• [Soal]
A - Kutip tanpa perubahan sepenggal editorial tentang Mahkamah Agung, dimulai dari kata-kata yang memuat "BAGAIMANAKAH cara kita" dan berakhir setelah "disamakan dengan Artidjo.".
B - Tuliskan semua singkatan berhuruf kapital yang muncul dalam editorial tentang Mahkamah Agung, masing-masing sekali.

• [Teks Bacaan]
▼▼▼

Inilah Koran dapat dibaca gratis dalam masa terbatas di aplikasi smartphone & tablet Android.

Editorial

BAGAIMANAKAH cara kita memandang Mahkamah Agung? Tentu, kebanyakan tergantung pada kepentingan masing-masing. Satu yang harus dimaklumi adalah keputusan MA tidak akan pernah memuaskan semua orang.

Beberapa hari lalu, MA jadi sasaran kecaman. Itu karena keputusannya membebaskan Syafruddin A Tumenggung, mantan Kepala BPPN dalam kasus Bantuan Likuiditas Bank Indonesia (BLBI) saat negeri sedang terpuruk.

Banyak yang mengkritik MA. Bahkan, dalam narasi yang cenderung kasar dan tendensius. Misalnya, integritas hakim agung meragukan sejak Artijo Alkostar sudah tak di MA lagi. Susah bagi kita jika keadilan kemudian disamakan dengan Artidjo.

Entah apapun keputusan MA, maka satu hal yang harus kita lakukan adalah menerimanya. Bahwa, jika kemudian di belakang keputusan itu ada permainan-permainan busuk, itu soal kedua. Harus diusut.

Sebab, hakim-hakim MA itu manusia biasa. Hanya, kadang kita yang kelewatan menyebut mereka sebagai ‘wakil Tuhan’. Kebablasan karena tak sedikit hakim-hakim kita yang memang bermasalah.

Tapi, masalah kita mungkin tak hanya di MA. Terbukti di pengadilan di bawahnya, di lingkup kejaksaan, tak sedikit orang-orangnya yang jauh dari posisi ‘wakil Tuhan’. Bahkan, jika kita mau jujur, orang-orang yang duduk di lembaga seperti KPK pun bukankah sudah terbukti tidak juga suci? Antasari Azhar dan Abraham Samad, misalnya, pernah bermasalah hukum.

▲▲▲

• [Data Tersimpan]
▼▼▼

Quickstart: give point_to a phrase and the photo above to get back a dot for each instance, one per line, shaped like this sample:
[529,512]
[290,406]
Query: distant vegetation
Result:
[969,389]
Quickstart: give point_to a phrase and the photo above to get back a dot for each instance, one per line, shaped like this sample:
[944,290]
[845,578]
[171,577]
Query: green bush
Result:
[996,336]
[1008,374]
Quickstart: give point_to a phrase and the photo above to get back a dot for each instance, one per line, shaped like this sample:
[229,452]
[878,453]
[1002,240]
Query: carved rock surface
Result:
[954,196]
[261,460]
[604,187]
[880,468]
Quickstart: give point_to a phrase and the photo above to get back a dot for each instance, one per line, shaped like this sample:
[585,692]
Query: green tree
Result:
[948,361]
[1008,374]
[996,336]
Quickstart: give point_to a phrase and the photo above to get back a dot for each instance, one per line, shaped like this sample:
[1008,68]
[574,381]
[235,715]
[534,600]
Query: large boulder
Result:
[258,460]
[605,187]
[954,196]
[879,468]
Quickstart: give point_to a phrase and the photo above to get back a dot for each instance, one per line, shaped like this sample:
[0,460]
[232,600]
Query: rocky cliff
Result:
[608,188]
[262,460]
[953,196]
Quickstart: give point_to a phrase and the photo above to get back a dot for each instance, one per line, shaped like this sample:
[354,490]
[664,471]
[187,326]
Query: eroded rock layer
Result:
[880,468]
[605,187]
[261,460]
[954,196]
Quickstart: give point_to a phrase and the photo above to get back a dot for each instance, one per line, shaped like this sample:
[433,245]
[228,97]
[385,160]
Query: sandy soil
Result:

▲▲▲

• [Jawaban Tertulis]
A -
BAGAIMANAKAH cara kita memandang Mahkamah Agung? Tentu, kebanyakan tergantung pada kepentingan masing-masing. Satu yang harus dimaklumi adalah keputusan MA tidak akan pernah memuaskan semua orang.

Beberapa hari lalu, MA jadi sasaran kecaman. Itu karena keputusannya membebaskan Syafruddin A Tumenggung, mantan Kepala BPPN dalam kasus Bantuan Likuiditas Bank Indonesia (BLBI) saat negeri sedang terpuruk.

Banyak yang mengkritik MA. Bahkan, dalam narasi yang cenderung kasar dan tendensius. Misalnya, integritas hakim agung meragukan sejak Artijo Alkostar sudah tak di MA lagi. Susah bagi kita jika keadilan kemudian disamakan dengan Artidjo.

B - MA, BPPN, BLBI, KPK